WHAT YOU HAVE TO DO
Your task is to print the material below exactly as presented.

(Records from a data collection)
(begin)

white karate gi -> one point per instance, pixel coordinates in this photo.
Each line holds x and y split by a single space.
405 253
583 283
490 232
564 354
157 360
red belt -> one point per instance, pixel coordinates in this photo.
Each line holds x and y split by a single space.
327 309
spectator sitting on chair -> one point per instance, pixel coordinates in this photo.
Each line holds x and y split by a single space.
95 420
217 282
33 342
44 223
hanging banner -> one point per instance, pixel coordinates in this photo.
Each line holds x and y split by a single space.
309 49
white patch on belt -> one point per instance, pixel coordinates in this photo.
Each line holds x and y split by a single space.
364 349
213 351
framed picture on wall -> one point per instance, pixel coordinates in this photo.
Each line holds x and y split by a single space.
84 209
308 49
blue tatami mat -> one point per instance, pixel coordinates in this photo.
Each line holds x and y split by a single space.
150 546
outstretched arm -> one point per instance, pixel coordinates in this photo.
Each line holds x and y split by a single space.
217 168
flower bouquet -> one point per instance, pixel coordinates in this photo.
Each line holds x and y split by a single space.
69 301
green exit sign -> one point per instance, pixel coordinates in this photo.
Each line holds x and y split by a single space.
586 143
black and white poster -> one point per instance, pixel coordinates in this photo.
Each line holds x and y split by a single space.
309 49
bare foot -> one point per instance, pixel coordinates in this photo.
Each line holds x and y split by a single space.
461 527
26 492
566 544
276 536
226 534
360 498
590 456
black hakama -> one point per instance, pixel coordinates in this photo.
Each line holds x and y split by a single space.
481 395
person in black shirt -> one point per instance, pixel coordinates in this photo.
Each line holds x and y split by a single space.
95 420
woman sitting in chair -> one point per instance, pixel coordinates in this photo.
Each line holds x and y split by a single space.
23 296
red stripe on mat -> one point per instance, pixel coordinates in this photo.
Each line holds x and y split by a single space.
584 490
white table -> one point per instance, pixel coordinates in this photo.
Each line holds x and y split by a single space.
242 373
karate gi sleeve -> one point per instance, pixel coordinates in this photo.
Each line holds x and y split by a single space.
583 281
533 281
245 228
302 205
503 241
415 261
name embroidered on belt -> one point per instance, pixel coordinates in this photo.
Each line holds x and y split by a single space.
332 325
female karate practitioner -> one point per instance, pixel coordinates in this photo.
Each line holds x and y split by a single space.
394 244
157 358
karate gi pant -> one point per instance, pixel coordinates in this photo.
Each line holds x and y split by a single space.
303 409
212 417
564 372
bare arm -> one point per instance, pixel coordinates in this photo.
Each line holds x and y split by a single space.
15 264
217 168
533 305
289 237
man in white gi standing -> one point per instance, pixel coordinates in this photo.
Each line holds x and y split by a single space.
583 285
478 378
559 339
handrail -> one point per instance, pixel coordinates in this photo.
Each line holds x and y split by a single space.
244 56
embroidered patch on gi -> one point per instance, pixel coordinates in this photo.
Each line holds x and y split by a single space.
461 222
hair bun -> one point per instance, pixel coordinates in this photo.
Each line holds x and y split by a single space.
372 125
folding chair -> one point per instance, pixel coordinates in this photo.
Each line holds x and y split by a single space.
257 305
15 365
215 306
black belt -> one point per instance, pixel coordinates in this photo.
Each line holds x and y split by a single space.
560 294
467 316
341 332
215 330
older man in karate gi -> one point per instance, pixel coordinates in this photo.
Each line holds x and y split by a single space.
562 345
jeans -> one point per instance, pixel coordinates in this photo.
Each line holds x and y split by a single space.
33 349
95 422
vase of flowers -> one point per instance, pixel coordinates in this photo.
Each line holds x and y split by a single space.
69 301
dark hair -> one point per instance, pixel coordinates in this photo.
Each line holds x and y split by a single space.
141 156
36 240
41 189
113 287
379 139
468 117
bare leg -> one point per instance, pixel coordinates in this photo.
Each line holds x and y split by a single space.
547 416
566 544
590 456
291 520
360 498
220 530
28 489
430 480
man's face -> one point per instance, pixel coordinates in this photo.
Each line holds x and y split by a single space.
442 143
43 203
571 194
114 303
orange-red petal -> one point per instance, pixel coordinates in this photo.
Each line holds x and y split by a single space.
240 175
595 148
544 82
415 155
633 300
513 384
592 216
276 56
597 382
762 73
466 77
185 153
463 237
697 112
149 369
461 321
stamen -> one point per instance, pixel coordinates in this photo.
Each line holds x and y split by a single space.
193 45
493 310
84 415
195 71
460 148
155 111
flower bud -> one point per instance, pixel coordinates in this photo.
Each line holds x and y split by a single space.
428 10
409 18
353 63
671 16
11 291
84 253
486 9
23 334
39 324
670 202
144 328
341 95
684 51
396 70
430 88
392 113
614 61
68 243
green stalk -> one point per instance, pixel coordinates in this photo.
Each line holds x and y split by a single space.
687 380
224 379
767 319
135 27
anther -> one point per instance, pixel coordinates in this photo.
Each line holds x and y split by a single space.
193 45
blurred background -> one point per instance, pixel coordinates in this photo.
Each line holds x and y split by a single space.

(end)

WRITTEN SOLUTION
white karate gi -> one point per instance, pixel coordinates in this photo.
Each line holds x and y split by a single space.
405 253
583 283
490 232
564 354
157 360
red belt -> one point per instance, pixel coordinates in this photo.
Each line holds x and y split by a single space.
327 309
spectator sitting on chair -> one point per instance, pixel coordinates in this photo.
Each line holds x and y split by a single space.
95 420
217 282
33 342
44 223
hanging banner -> one point per instance, pixel coordinates in this photo.
Each line holds x and y split by a single space.
309 49
white patch on belt -> one point per instance, pixel coordinates in this photo.
Each line holds x and y split by a single space.
364 349
213 351
framed picture on wall -> one point per instance, pixel coordinates in this photo.
Each line holds x and y split by a single space.
84 209
308 49
blue tatami mat -> one point per instance, pixel coordinates in this photo.
Each line holds x and y split by a single space.
150 546
outstretched arm -> one point per instance, pixel coordinates in this photo.
Each line holds x and y split by a single space.
217 168
flower bouquet -> one point per instance, pixel coordinates in this photo.
Each line holds x and y split by a single space.
69 301
green exit sign -> one point per instance, pixel coordinates in this photo.
Each line holds x and y split by a single space.
586 143
black and white poster -> one point per instance, pixel coordinates in this photo.
Each line holds x and y split by a single space.
309 49
bare foot -> one point per instance, pixel coordinates in this photo.
Each line holds x and y split by a single space.
461 527
26 492
566 544
276 536
226 534
360 498
590 456
black hakama -> one point per instance, pixel coordinates in this photo.
Each line holds x and y split by a single space.
481 395
person in black shirt -> one point per instance, pixel coordinates in this photo.
Each line holds x and y split by a single space.
95 420
woman sitting in chair -> one point per instance, pixel coordinates in this photo.
Each line holds x and y split by a single space.
23 296
red stripe on mat -> one point per instance, pixel coordinates in this photo.
Each line holds x and y split by a single space.
584 490
white table -> one point per instance, pixel coordinates in this photo.
Each line holds x and y split by a single space.
242 373
karate gi sleeve -> one point per instance, pixel coordinates in this photo.
Each line holds x and y split by a single space.
583 281
533 281
245 228
302 205
503 241
415 261
name embroidered on belt -> one point per instance, pixel coordinates in this photo.
Each line holds x and y split by a single space.
332 325
female karate practitioner -> one point per instance, pixel coordinates in this photo.
Each line holds x and y split by a single space.
394 244
157 358
karate gi pant -> one point per instance, pixel coordinates in this photo.
Each line holds x and y split by a single space.
303 409
212 417
564 372
bare arm -> one point per instance, pixel coordinates in this photo.
Each line holds x and y split by a single space.
15 264
217 168
533 305
289 237
man in white gi standing -> one point per instance, pixel coordinates in this photo.
Each line holds x and y split by a single space.
583 285
478 378
559 339
handrail -> one point per instance, pixel coordinates in this photo.
Each line holds x and y split by a single space.
244 56
embroidered patch on gi -> one point per instance, pixel coordinates in this photo.
Each line holds x and y split by a single space.
461 222
hair bun -> one point per instance, pixel coordinates in this photo.
Each line holds x and y split by a single space.
372 125
folding chair -> one point per instance, pixel coordinates in this photo.
Each line holds x and y split by a single space.
257 305
15 365
215 306
black belt -> one point per instance, pixel coordinates in this photo.
Each line holds x and y split by a single space.
560 294
467 316
341 332
215 330
older man in karate gi -> one point per instance, pixel coordinates in this photo.
Each line holds x and y split by a single space.
562 345
jeans -> one point per instance, pixel coordinates in this photo.
Each line holds x and y split by a single space.
33 349
95 422
vase of flowers -> one point per instance, pixel coordinates in this photo.
Each line holds x and y split by a single space.
69 301
dark hair -> one point per instance, pixel coordinates in this photo.
Each line holds x and y split by a single space.
141 156
36 240
41 189
113 287
379 139
468 117
bare leg -> one point per instance, pixel coordinates in this photo.
Each line holds x and y split by a single space.
547 416
566 544
590 456
291 520
360 498
220 530
28 489
430 480
man's face -> one point per instance, pixel coordinates in this photo.
Each line holds x and y split by a single space.
442 143
43 203
571 194
114 303
orange-red petal -> one point per instance, pixel coordinates in this photo.
Each line holds x and y split by a single space.
240 175
595 148
544 82
415 155
633 300
513 384
592 216
276 56
597 382
762 73
466 77
185 153
463 237
697 112
149 369
461 321
stamen -> one point per instance, pixel coordinates in this photo.
Each line holds x and y split by a single space.
193 45
493 310
84 415
195 71
460 148
155 111
flower bud -> one point per instance, pixel coordinates in this photo.
Each line holds x and y split by a single space.
428 10
409 18
353 63
671 16
11 291
84 253
486 9
23 334
39 324
670 202
144 328
341 95
684 51
396 70
430 88
392 113
614 61
68 243
green stalk -> one point per instance, pixel coordinates in this photo.
Each line holds x and y split by a single space.
687 380
224 379
767 319
135 27
anther -> one point per instance, pixel coordinates in this photo.
Each line holds x and y split by a single space.
193 45
blurred background -> one point per instance, pixel coordinates in this photo.
Each line holds x and y split by a single space.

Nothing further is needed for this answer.